= Passage shown =
%%

DistOS 2015W Session 9

From Soma-notes
Jump to navigation Jump to search

Session 9 is about processing large volumes of data (big data).

BOINC and SETI@home are crowdsourced systems that spread the input data across computers via the internet to have each chunk individually processed and returned back to the sender.

MapReduce and Naiad are more technically challenging systems that not only let nodes process individual chunks of data but also combine and fold them together to allow algorithms to process various aggregate results from the input data set.

BOINC

  • Public Resource Computing Platform
  • Gives scientists the ability to use large amounts of computation resources.
  • The clients do not connect directly with each other but instead they talk to a central server located at Berkley
  • The goals of Boinc are:
  • 1) reduce the barriers of entry
  • 2) Share resources among autonomous projects
  • 3) Support diverse applications
  • 4) Reward participants.
  • 5) Provide screensaver graphics
  • It can run as applications in common language with no modifications
  • A BOINC application can be identified by a single master URL, which serves as the homepage as well as the directory of the servers.
  • Servers perform set of function using:
    • Scheduling servers: handles Remote Procedure Call from clients
    • Data servers:helps to manage the uploads
  • Can only work on data that can be split into many small shards and each shard processed entirely independently. Pure mappings on big data, no larger folding capabilities. Was used for scientific purposes mostly.

SETI@Home

  • Uses public resource computing to analyze radio signals to find extraterrestrial intelligence
  • Need good quality telescope to search for radio signals, and lots of computational power, which was unavailable locally
  • It has not yet found extraterrestrial intelligence, but its has established credibility of public resource computing projects
  • Originally custom, now uses BOINC as a backbone for the project
  • Uses relational database to store information on a large scale, further it uses a multi-threaded server to distribute work to clients
  • Quality of data in this architecture is untrustworthy, the main incentive to use it, however, is that it is a cheap and easy way of scaling the work exponentially.
  • Provided social incentives to encourage users to join the system.
  • This computation model still exists but not in the legitimate world.
  • Formed a good concept of public resource computing and a distributed computing by providing a platform independent framework

MapReduce

  • A programming model presented by Google to do large scale parallel computations
  • Uses the Map() and Reduce() functions from functional style programming languages
  • Map (Filtering)
  • Takes a function and applies it to a bunch of keys to produce values
  • Hides parallelization, fault tolerance, locality optimization and load balancing
  • Reduce (Summary)

%%

= To-do list =
A) According to the session notes, what does SETI@home use to store information on a large scale?
B) Reproduce the part of the session notes starting with "BOINC and SETI@home" and going on through "of computation resources.".

= Data records =

%%

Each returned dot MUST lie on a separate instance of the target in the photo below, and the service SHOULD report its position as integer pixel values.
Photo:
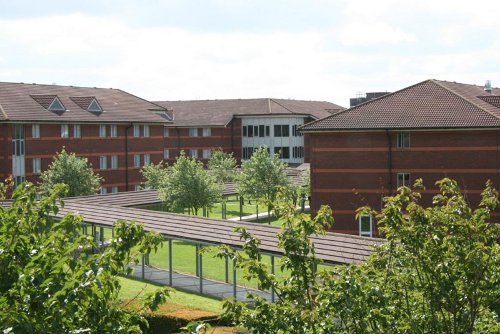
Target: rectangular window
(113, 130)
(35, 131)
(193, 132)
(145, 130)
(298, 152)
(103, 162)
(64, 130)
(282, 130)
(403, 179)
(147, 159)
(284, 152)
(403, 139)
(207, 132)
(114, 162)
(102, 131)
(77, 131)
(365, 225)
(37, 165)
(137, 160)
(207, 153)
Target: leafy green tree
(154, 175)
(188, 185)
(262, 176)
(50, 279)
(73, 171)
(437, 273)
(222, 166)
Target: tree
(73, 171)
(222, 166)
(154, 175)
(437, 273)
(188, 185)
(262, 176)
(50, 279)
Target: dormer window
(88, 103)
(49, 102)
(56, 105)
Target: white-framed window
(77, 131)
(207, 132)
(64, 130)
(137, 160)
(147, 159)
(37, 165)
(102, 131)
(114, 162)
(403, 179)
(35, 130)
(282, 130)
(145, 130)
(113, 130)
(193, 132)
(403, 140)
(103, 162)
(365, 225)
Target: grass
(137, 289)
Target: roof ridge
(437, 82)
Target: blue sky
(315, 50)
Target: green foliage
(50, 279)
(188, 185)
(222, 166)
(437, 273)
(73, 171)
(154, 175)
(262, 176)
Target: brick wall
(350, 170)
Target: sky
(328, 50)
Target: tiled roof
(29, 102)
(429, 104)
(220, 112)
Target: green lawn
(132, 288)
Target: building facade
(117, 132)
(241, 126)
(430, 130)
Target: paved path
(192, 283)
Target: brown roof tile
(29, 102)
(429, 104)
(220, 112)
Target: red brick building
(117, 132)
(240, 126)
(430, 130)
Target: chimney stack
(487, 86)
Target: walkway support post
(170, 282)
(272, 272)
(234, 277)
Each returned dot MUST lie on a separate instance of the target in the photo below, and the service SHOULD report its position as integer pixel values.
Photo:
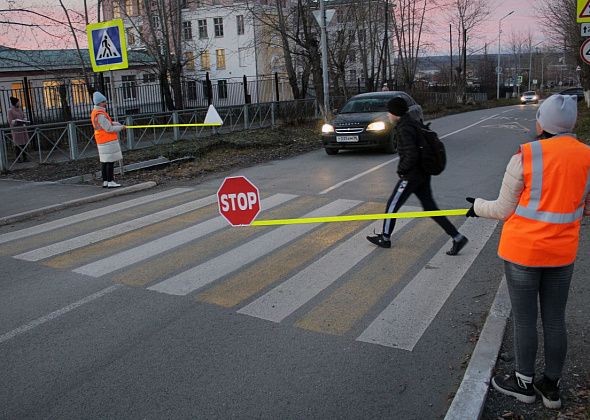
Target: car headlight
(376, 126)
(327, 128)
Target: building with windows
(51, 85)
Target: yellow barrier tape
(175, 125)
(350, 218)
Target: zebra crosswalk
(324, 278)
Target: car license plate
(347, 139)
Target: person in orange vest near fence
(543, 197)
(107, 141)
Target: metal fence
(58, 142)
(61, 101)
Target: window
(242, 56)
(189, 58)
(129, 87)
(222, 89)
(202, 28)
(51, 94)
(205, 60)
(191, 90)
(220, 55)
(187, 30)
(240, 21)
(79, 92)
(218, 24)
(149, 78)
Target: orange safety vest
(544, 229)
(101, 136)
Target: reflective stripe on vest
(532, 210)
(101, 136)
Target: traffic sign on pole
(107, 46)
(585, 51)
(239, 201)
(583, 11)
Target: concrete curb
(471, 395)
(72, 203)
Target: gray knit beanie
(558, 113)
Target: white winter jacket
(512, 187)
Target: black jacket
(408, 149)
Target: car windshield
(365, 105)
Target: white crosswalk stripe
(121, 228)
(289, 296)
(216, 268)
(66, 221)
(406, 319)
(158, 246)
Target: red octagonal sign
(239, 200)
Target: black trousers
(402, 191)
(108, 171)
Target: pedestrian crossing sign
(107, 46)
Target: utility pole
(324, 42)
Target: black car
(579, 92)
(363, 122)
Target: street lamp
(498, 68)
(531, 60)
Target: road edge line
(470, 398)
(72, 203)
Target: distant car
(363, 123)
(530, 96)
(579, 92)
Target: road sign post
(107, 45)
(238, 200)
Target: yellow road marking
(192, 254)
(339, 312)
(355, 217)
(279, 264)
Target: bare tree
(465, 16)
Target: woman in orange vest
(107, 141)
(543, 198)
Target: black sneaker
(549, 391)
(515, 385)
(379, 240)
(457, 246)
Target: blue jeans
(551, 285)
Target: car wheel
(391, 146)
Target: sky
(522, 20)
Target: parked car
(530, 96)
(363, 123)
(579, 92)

%%
%%

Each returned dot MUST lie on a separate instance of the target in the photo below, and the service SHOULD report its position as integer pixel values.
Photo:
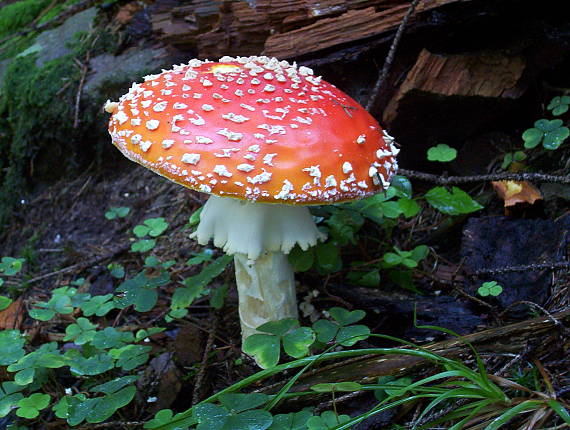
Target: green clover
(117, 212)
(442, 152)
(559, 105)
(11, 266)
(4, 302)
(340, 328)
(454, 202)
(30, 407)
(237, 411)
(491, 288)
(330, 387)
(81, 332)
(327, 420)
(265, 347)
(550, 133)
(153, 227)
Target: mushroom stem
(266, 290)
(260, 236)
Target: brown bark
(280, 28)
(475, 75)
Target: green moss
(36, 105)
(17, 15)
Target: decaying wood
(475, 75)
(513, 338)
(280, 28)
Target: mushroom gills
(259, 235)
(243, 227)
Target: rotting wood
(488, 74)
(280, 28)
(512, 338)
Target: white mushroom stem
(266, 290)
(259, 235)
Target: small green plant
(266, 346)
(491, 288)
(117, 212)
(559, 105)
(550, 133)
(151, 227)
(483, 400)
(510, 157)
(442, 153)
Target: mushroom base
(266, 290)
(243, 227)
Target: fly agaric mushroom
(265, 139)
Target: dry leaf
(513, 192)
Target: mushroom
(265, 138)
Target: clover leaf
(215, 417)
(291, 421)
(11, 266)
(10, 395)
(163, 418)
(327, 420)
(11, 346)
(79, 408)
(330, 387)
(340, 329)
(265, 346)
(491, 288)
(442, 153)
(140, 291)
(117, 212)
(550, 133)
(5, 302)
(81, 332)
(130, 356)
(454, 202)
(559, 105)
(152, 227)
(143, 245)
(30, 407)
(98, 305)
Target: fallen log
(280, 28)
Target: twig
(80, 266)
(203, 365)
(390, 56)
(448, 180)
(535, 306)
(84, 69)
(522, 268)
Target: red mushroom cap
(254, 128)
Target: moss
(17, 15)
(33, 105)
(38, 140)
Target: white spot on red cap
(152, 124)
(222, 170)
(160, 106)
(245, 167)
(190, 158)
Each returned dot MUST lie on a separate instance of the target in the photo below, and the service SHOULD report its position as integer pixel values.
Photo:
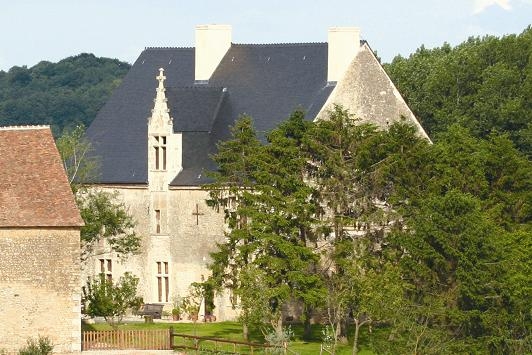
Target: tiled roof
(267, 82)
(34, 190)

%%
%%

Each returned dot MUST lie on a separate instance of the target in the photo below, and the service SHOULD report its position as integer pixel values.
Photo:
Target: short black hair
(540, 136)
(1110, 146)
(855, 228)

%%

= Task responses =
A) A relational database.

B)
BOINC and SETI@home are crowdsourced systems that spread the input data across computers via the internet to have each chunk individually processed and returned back to the sender.

MapReduce and Naiad are more technically challenging systems that not only let nodes process individual chunks of data but also combine and fold them together to allow algorithms to process various aggregate results from the input data set.

BOINC

  • Public Resource Computing Platform
  • Gives scientists the ability to use large amounts of computation resources.